[Records supplied Boundary: Start]

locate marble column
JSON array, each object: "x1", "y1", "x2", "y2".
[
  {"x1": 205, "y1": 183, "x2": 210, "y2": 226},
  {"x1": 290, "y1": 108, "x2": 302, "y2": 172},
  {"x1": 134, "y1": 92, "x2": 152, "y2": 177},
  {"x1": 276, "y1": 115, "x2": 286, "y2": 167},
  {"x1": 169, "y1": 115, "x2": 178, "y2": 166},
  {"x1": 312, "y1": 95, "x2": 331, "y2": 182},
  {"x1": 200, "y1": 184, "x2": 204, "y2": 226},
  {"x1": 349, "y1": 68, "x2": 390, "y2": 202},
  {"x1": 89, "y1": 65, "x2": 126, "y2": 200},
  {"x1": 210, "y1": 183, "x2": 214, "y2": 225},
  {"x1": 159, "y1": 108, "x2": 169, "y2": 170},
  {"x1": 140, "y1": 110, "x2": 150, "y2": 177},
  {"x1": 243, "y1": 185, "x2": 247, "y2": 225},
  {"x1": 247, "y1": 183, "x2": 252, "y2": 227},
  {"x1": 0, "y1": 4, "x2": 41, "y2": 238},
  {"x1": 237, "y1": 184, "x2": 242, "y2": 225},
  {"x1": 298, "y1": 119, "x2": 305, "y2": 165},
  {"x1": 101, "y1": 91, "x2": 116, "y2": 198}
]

[Records supplied Boundary: End]

→ **Assignment**
In the records above, locate the line that contains "JSON array, each". Repeat it and every line after it, exactly, and nothing else.

→ **Result of the task**
JSON array, each object: "x1", "y1", "x2", "y2".
[
  {"x1": 205, "y1": 183, "x2": 210, "y2": 226},
  {"x1": 290, "y1": 108, "x2": 302, "y2": 172},
  {"x1": 134, "y1": 92, "x2": 152, "y2": 177},
  {"x1": 276, "y1": 115, "x2": 286, "y2": 167},
  {"x1": 169, "y1": 115, "x2": 178, "y2": 166},
  {"x1": 312, "y1": 95, "x2": 331, "y2": 182},
  {"x1": 200, "y1": 184, "x2": 204, "y2": 226},
  {"x1": 349, "y1": 68, "x2": 390, "y2": 202},
  {"x1": 89, "y1": 65, "x2": 126, "y2": 200},
  {"x1": 210, "y1": 183, "x2": 214, "y2": 225},
  {"x1": 159, "y1": 108, "x2": 169, "y2": 170},
  {"x1": 140, "y1": 110, "x2": 150, "y2": 177},
  {"x1": 243, "y1": 185, "x2": 247, "y2": 225},
  {"x1": 247, "y1": 183, "x2": 252, "y2": 227},
  {"x1": 0, "y1": 4, "x2": 41, "y2": 238},
  {"x1": 237, "y1": 184, "x2": 242, "y2": 225},
  {"x1": 298, "y1": 119, "x2": 305, "y2": 165},
  {"x1": 101, "y1": 91, "x2": 116, "y2": 198}
]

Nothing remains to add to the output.